(Dataset records)
.....
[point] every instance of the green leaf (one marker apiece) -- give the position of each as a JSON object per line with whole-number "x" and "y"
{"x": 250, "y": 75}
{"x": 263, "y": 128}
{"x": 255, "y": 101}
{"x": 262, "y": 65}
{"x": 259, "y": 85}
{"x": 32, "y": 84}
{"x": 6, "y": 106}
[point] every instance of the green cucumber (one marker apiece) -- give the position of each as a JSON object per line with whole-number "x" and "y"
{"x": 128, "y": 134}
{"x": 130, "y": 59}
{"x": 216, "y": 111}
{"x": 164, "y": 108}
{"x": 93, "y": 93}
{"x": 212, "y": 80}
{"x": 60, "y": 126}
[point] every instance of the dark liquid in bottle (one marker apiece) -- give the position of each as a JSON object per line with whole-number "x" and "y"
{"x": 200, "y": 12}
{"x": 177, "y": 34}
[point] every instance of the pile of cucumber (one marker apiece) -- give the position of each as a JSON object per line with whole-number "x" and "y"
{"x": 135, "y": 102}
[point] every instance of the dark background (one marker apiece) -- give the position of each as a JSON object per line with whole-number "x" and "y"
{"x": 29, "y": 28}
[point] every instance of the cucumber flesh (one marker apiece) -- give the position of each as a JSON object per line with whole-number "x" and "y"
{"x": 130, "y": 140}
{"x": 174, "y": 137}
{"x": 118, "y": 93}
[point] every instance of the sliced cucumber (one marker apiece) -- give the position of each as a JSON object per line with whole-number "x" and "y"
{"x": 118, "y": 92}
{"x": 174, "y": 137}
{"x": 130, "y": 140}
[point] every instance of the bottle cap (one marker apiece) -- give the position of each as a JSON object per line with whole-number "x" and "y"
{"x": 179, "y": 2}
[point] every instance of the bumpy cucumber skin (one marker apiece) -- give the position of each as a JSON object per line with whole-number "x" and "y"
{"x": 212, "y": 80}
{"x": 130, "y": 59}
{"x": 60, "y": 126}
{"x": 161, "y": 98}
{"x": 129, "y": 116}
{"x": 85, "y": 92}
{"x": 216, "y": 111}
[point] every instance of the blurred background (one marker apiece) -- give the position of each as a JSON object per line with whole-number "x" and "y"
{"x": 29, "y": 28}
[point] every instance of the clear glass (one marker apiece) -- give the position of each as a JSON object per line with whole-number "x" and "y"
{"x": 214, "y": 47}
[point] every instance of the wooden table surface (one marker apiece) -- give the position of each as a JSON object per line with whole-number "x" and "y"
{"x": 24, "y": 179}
.....
Each entry should be reproduced in the output exactly.

**Task result**
[point] every instance of the green leaf (one marker apiece) -- give the position of each as a JSON object per line with whole-number "x" and "y"
{"x": 250, "y": 75}
{"x": 263, "y": 128}
{"x": 255, "y": 101}
{"x": 262, "y": 65}
{"x": 259, "y": 85}
{"x": 32, "y": 84}
{"x": 6, "y": 106}
[point] every instance of the green cucumber (one marker apiece) -- give the position of each as a JSON object per line with whole-number "x" and "y"
{"x": 128, "y": 134}
{"x": 130, "y": 59}
{"x": 216, "y": 111}
{"x": 164, "y": 108}
{"x": 93, "y": 93}
{"x": 212, "y": 80}
{"x": 60, "y": 126}
[point] every instance of the dark liquid in bottle (one marker apiece) -- give the position of each as a JSON object per line with whole-number "x" and "y"
{"x": 200, "y": 12}
{"x": 177, "y": 34}
[point] every instance of the pile of cucumber (one marker apiece) -- give the position of each as a JSON object per line with whole-number "x" and "y"
{"x": 135, "y": 102}
[point] every instance of the dark background (one marker apiece) -- give the position of each as a JSON object per line with whole-number "x" and "y"
{"x": 29, "y": 28}
[point] every instance of the cucumber flesh (one marker apiece) -- give the position of each as a JSON object per line with whole-number "x" and "y"
{"x": 130, "y": 140}
{"x": 174, "y": 137}
{"x": 118, "y": 93}
[point] every instance of the sliced cucumber (one marker apiece) -- give the position of each as a JSON object per line with whole-number "x" and "y"
{"x": 118, "y": 92}
{"x": 174, "y": 137}
{"x": 130, "y": 140}
[point] every instance of the bottle cap (one marker apiece) -- give the position of each as a JSON object per line with whole-number "x" and "y"
{"x": 179, "y": 2}
[point] every instance of the bumpy cucumber skin (one marker apiece) -- give the position of each as a JSON object per line with whole-number "x" and "y"
{"x": 212, "y": 80}
{"x": 130, "y": 59}
{"x": 60, "y": 126}
{"x": 161, "y": 98}
{"x": 129, "y": 116}
{"x": 85, "y": 92}
{"x": 216, "y": 111}
[point] every instance of the blurred background (one marker apiece) -- give the position of each as a JSON object per line with whole-number "x" and "y"
{"x": 29, "y": 28}
[point] every instance of the clear glass (one marker apiece) -- give the position of each as a JSON object per line with whole-number "x" and "y"
{"x": 214, "y": 47}
[point] every instance of the wooden table surface (one marker apiece) -- give the position of each as a JSON object per line with whole-number "x" and "y"
{"x": 24, "y": 179}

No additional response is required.